> [SUPPLIED DATA]:

________________________

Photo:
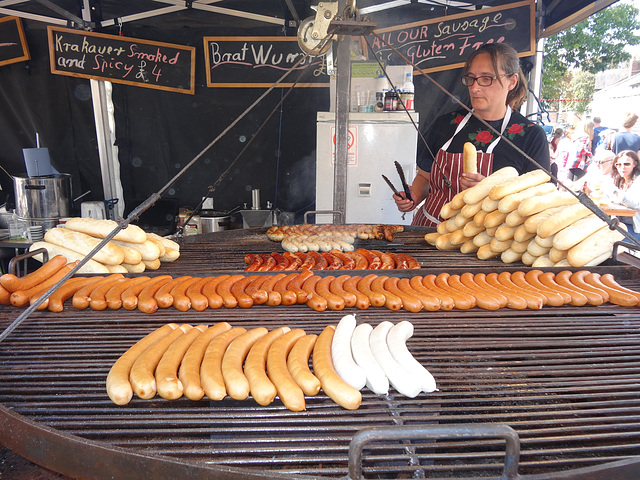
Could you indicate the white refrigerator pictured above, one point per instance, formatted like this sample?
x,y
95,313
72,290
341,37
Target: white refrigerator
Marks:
x,y
376,140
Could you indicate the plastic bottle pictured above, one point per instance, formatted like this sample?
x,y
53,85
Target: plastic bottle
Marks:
x,y
408,93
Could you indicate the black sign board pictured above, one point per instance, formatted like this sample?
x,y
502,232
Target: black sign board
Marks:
x,y
132,61
13,45
260,62
444,43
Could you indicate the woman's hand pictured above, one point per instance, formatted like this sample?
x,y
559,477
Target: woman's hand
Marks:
x,y
404,204
468,180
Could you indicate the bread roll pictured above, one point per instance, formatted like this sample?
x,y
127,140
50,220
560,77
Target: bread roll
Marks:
x,y
478,192
90,267
531,206
598,245
576,232
524,181
102,228
562,219
469,158
109,254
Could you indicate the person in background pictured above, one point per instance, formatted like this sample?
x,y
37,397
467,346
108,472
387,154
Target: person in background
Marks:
x,y
582,147
497,87
624,139
597,128
625,187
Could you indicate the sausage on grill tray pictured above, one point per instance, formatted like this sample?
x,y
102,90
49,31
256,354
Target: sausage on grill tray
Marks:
x,y
289,392
337,389
262,389
141,377
235,380
189,372
210,290
211,377
118,385
168,384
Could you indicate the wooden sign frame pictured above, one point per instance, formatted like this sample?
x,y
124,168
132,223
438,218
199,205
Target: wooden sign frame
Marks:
x,y
464,32
15,42
258,56
113,58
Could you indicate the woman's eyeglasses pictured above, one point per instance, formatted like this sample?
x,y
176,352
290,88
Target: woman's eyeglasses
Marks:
x,y
483,80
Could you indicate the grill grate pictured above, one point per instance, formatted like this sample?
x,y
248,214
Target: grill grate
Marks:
x,y
566,379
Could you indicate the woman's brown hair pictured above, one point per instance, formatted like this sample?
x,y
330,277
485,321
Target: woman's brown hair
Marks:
x,y
505,56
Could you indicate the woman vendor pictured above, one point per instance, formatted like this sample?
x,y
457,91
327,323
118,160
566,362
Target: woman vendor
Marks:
x,y
497,87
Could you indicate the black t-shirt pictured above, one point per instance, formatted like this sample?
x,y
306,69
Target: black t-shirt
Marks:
x,y
527,136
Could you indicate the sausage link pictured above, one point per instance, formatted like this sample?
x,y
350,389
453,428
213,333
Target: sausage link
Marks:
x,y
337,288
359,259
262,389
181,301
337,389
82,298
189,371
534,302
616,296
238,290
376,299
564,279
168,384
209,290
255,291
556,298
224,290
391,301
114,295
234,378
514,300
146,298
577,299
211,377
289,392
13,283
334,302
409,302
483,300
298,365
315,301
610,281
118,385
141,377
199,301
351,285
434,298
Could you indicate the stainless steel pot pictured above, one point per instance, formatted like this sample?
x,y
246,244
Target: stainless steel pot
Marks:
x,y
43,198
217,223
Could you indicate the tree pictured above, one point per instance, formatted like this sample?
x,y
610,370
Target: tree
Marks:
x,y
594,45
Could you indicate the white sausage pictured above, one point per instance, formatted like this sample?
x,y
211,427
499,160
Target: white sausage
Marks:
x,y
377,381
397,342
343,361
401,379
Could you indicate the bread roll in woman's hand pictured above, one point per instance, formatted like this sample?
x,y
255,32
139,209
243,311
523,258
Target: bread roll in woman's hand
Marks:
x,y
469,158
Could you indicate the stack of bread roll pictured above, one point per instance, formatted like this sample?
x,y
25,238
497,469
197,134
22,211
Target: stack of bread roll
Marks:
x,y
132,250
524,218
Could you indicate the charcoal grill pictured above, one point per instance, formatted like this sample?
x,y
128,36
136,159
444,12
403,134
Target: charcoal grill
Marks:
x,y
563,381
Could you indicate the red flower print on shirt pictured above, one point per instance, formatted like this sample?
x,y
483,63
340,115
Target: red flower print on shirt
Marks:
x,y
483,137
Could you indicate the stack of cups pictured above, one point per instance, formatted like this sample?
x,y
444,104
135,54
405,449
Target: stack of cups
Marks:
x,y
36,233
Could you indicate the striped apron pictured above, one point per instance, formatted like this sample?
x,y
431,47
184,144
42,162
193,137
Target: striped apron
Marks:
x,y
451,164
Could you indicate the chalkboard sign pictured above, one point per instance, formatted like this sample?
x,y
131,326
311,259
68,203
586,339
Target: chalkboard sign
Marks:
x,y
13,45
445,43
132,61
260,62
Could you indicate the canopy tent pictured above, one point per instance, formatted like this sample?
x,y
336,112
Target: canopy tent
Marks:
x,y
157,133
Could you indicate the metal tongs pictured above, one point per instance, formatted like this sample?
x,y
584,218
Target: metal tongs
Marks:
x,y
405,185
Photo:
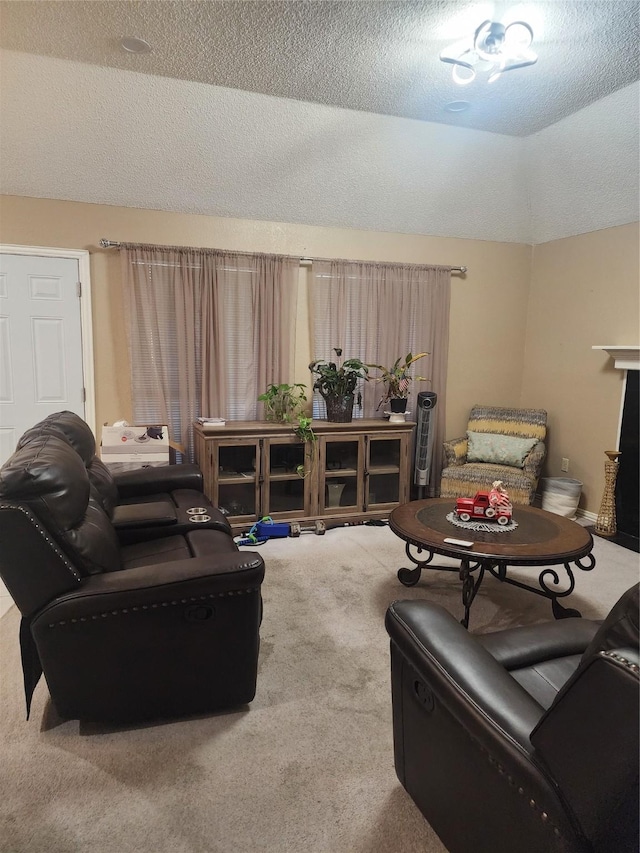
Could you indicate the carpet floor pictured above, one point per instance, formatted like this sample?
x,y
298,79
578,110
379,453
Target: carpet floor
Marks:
x,y
307,767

________________________

> [EXERCISE DESCRIPTION]: Please write out all the data again word for word, but not the pictures.

> [SOLUTION TO THE EXERCISE]:
Photo:
Could you indicate the white refrigerator pictured above, one point per instance, formatted like this sample?
x,y
95,313
72,290
341,37
Target: white refrigerator
Marks:
x,y
376,140
Could you indicate the plastic bottle pictured above, one point per instance, formatted like this sample?
x,y
53,85
Target: plastic bottle
Marks:
x,y
408,93
Could you indicate the black sign board pictured above, one point per instance, formatted like this sample?
x,y
502,232
Target: black sign board
Marks:
x,y
132,61
13,45
260,62
444,43
Could you indicate the woman's hand pictured above, one point per instance, formatted like this sample?
x,y
559,477
Target: woman's hand
Marks:
x,y
404,204
468,180
Could you indicate the bread roll pictured above, one point per instance, formatted like this sample?
x,y
127,140
50,220
560,77
Target: bread roll
Marks:
x,y
478,192
90,267
531,206
598,245
576,232
524,181
102,228
562,219
469,158
109,254
Could you indicate the person in background pictured above, one point per instance, formatted like this sample?
x,y
37,397
467,346
108,472
387,154
Target: person in background
Marks:
x,y
582,147
497,87
624,139
597,128
625,187
Could you indicate the sausage on grill tray pictured above, one point per instance, formatted like this sample?
x,y
102,90
49,31
256,354
Target: sausage on grill tray
Marks:
x,y
289,392
337,389
262,389
141,377
235,380
189,372
210,290
211,377
118,385
168,384
Could you indicate the wooden sign frame pictured above, one point per instance, formatted like this sample?
x,y
124,168
132,223
438,218
199,205
Target: wooden sign frame
Marks:
x,y
464,32
15,42
258,56
113,58
Could you indicate the woman's eyeglasses pictured above, one point per instance, formatted like this sample?
x,y
176,352
290,88
Target: woman's eyeglasses
Marks:
x,y
483,80
Could you indicate the grill grate pictured above, one point per instance, formatted like this sample?
x,y
248,214
Target: grill grate
Marks:
x,y
566,379
Could you indicate the woman's brown hair pictured above, one point per instance, formatted like this sample?
x,y
330,277
485,321
Target: woman's brown hair
Marks:
x,y
505,56
Could you indicate the woman vendor pictured above, one point per instance, formatted like this sample?
x,y
457,91
327,323
118,160
566,362
Target: woman vendor
Marks:
x,y
497,87
Could you indicate the black t-shirt pictured above, one point per instance, formatted like this sample?
x,y
306,69
Target: black t-shirt
Marks:
x,y
527,136
Could you indicate the sausage link pictured above, one point per instance, formatted like this sample?
x,y
350,389
453,428
213,333
Target: sausage link
Marks:
x,y
337,288
359,259
262,389
181,301
337,389
82,298
189,371
534,302
616,296
238,290
376,299
564,279
168,384
209,290
255,291
556,298
224,290
391,301
114,295
234,378
514,300
146,298
577,299
211,377
289,392
13,283
334,302
409,302
483,300
298,365
315,301
610,281
118,385
141,377
199,301
351,285
434,298
Could you indicate the stainless steel pot pictured above, one point per instance, formatted like this sample?
x,y
246,244
Target: stainless steel pot
Marks:
x,y
43,198
217,223
Could you indicate the tree pictured above, one point per instance, formatted like this sample?
x,y
610,370
Target: tree
Marks:
x,y
594,45
Could you indicate the white sausage pictured above, one point per instance, formatted like this sample?
x,y
211,427
499,160
Target: white sausage
Marks:
x,y
377,381
397,342
343,361
401,379
Could you indicate the bread roll in woman's hand pictured above, one point per instance, formatted like this sample?
x,y
255,32
139,209
243,311
523,258
Target: bread roll in woman's hand
Marks:
x,y
469,158
Could you indicate the stack of bread roll pictured above, one point per instance, formatted like this sample?
x,y
25,238
497,469
197,134
22,211
Target: stack of bread roll
Marks:
x,y
132,250
524,218
Could you indicate the charcoal grill pictured above, one point per instance, formatted like this sample?
x,y
128,36
136,159
444,12
403,134
Target: charcoal grill
Marks:
x,y
563,381
Could you indicate the red flower print on shirt pictured above, one point per instance, formatted like this sample?
x,y
483,63
340,115
Target: red flower print on shirt
Marks:
x,y
483,137
Could you indicate the stack of cups pictured above, one point per instance, formatted like this sample?
x,y
444,104
135,54
405,449
Target: stack of cups
Marks:
x,y
36,233
Could you indicate the striped apron pictured above, one point per instance, formatted like this sample?
x,y
431,47
184,144
42,162
193,137
Target: striped apron
Marks:
x,y
451,164
Could you indicate the chalkboard sign pictured above, one point per instance, formatted like this sample?
x,y
131,326
311,259
68,203
586,339
Target: chalkboard sign
Marks:
x,y
13,45
445,43
132,61
260,62
Could you indicate the canopy tent pictured above, one point per instance, formatted like this sample?
x,y
336,112
Target: canopy tent
Marks:
x,y
157,133
Could you indicate the metal tongs pictured above, one point per instance, formatted like this sample?
x,y
584,218
Target: metal tongs
Marks:
x,y
405,185
Photo:
Could you indicate the carpet floor pictured above, one point per instance, formatted like this sample?
x,y
298,79
578,110
379,453
Target: carpet floor
Marks:
x,y
307,767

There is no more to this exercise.